If you’re a certain kind of red-meat action movie fan — you know you who are — then you’re already counting down the days to Sylvester Stallone’s orgy of macho mayhem, The Expendables, on August 13th. Sure, we understand that the former Italian Stallion’s output these days has been decidedly hit or miss. But The Expendables is destined to be a classic. Why? Because it features the once-in-a-lifetime summit of the Big Three action czars of the ’80s: Stallone, Bruce Willis, and Arnold Schwarzenegger.
“It took probably eight months to pull it off because of everyone’s schedules,” says Stallone, who also directed and co-wrote the $55 million throwback to man-on-a-mission classics like The Dirty Dozen. “With Arnold especially, we’d plan a date and then there’d be a fire or a budget crisis and he’d have to go back to Sacramento .”
Stallone says the big scene between the three icons serves as little more than a cameo for his A-list pals. But, he adds, “it really sets the hook for the movie.” Willis plays a shady mogul who hires Stallone’s band of mercenaries — which includes Jason Statham, Jet Li, mixed-martial-arts champ Randy Couture, and former NFL player Terry Crews — to overthrow a Latin American dictator. In a twist that smacks of Reagan-era box-office showdowns, Schwarzenegger plays Sly’s longtime rival, a fellow soldier of fortune. “Arnold and I talked about how it takes a while to start up the engines these days,” laughs the 63-year-old Stallone.

Exercises to complete:
- A) In the Expendables article, rewrite the paragraph beginning "Stallone says the big scene" more briefly, keeping its main facts.
- B) From the Expendables article, copy the part that opens with the words containing "If you’re a" and closes with "and Arnold Schwarzenegger.".

Supplied information:
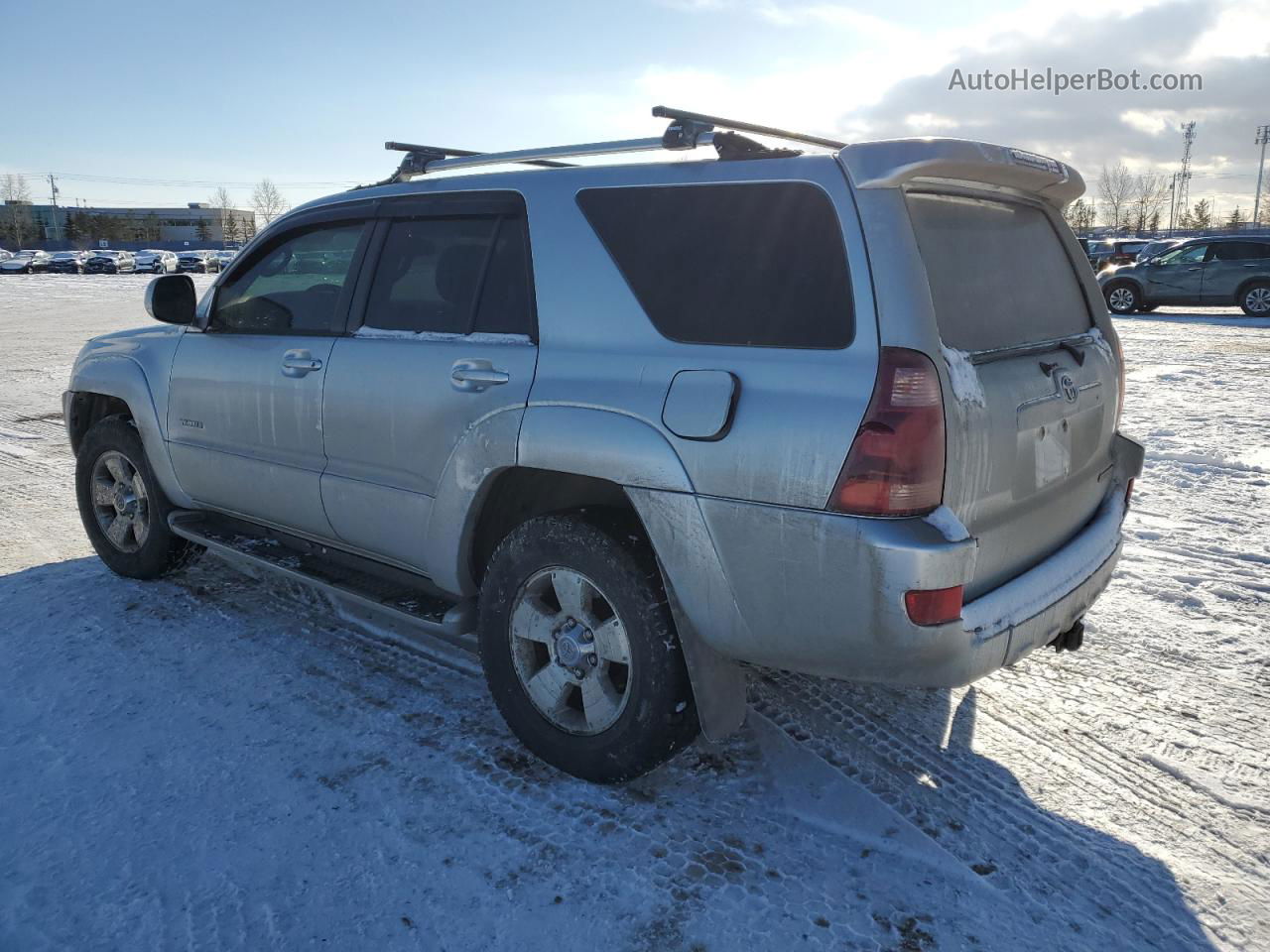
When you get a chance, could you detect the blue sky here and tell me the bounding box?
[0,0,1270,215]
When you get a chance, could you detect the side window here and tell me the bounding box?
[208,221,366,334]
[363,217,532,334]
[577,182,854,349]
[1160,245,1207,264]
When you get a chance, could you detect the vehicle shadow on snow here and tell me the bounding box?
[1115,309,1270,330]
[0,557,1210,949]
[750,671,1212,949]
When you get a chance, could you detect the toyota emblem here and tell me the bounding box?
[1058,373,1080,404]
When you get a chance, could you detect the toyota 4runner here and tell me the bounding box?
[64,108,1142,781]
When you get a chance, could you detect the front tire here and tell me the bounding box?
[1103,282,1142,314]
[75,416,203,579]
[1239,281,1270,317]
[477,514,699,783]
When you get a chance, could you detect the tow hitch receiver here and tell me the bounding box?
[1051,622,1084,652]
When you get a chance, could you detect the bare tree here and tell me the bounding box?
[1098,163,1134,232]
[0,173,36,248]
[1130,172,1169,234]
[1063,198,1093,234]
[251,178,291,225]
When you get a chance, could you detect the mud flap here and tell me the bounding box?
[658,571,745,743]
[626,486,745,742]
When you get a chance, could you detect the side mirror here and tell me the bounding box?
[146,274,196,325]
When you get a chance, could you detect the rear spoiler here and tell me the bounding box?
[838,139,1084,208]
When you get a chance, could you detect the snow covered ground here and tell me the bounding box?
[0,276,1270,952]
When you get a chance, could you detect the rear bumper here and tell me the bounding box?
[632,438,1142,686]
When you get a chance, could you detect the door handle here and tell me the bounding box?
[449,359,512,394]
[282,350,321,377]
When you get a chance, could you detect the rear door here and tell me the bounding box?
[168,207,371,536]
[1142,242,1207,304]
[1204,241,1270,304]
[907,190,1119,598]
[321,193,537,572]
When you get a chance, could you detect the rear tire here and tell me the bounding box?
[477,513,699,783]
[1102,281,1142,314]
[1239,281,1270,317]
[75,416,203,579]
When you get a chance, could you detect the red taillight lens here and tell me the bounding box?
[828,346,944,516]
[904,585,961,626]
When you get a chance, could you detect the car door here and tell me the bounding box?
[1204,241,1266,304]
[1142,244,1207,304]
[321,193,537,574]
[168,203,372,538]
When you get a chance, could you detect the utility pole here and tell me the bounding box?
[49,173,61,241]
[1252,124,1270,227]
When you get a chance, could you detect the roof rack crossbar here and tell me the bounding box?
[653,105,847,149]
[384,105,847,181]
[384,142,572,169]
[428,132,713,172]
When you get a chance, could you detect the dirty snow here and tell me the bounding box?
[940,344,987,407]
[0,276,1270,952]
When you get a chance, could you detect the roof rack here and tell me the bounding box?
[384,105,847,181]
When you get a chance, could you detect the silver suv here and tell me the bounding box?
[1098,237,1270,317]
[64,110,1142,781]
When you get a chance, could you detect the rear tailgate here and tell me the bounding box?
[842,144,1119,599]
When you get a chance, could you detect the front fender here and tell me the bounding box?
[67,344,194,508]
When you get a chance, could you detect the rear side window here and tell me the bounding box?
[1209,241,1270,262]
[908,193,1093,350]
[577,182,854,349]
[363,217,534,335]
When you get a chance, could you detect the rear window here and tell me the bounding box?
[908,193,1092,350]
[577,182,854,349]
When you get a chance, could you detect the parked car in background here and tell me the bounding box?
[1088,239,1148,272]
[64,126,1143,781]
[1134,239,1187,262]
[0,249,54,274]
[135,248,181,274]
[49,251,87,274]
[177,251,221,274]
[1098,237,1270,317]
[83,249,137,274]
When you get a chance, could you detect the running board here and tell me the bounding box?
[168,509,479,671]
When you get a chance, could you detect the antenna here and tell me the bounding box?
[1178,121,1195,222]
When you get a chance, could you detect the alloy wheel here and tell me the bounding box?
[1243,289,1270,313]
[1107,289,1137,313]
[91,449,150,552]
[508,567,631,735]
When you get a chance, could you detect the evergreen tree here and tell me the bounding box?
[1192,198,1212,231]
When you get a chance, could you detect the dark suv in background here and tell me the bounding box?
[1085,239,1149,273]
[1098,237,1270,317]
[83,250,137,274]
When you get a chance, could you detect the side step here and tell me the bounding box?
[168,511,479,671]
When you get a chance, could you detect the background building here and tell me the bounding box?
[0,202,255,249]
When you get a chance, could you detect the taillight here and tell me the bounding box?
[904,585,962,626]
[828,346,944,516]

Task answers:
- A) Stallone calls the scene with the three icons little more than a cameo for his A-list friends, though he says it "really sets the hook for the movie." Willis plays a shady mogul who hires Stallone's mercenaries (Jason Statham, Jet Li, Randy Couture and Terry Crews) to overthrow a Latin American dictator. Schwarzenegger plays Sly's longtime rival, a fellow soldier of fortune. The 63-year-old Stallone jokes that he and Arnold agreed it "takes a while to start up the engines these days."

- B)
If you’re a certain kind of red-meat action movie fan — you know you who are — then you’re already counting down the days to Sylvester Stallone’s orgy of macho mayhem, The Expendables, on August 13th. Sure, we understand that the former Italian Stallion’s output these days has been decidedly hit or miss. But The Expendables is destined to be a classic. Why? Because it features the once-in-a-lifetime summit of the Big Three action czars of the ’80s: Stallone, Bruce Willis, and Arnold Schwarzenegger.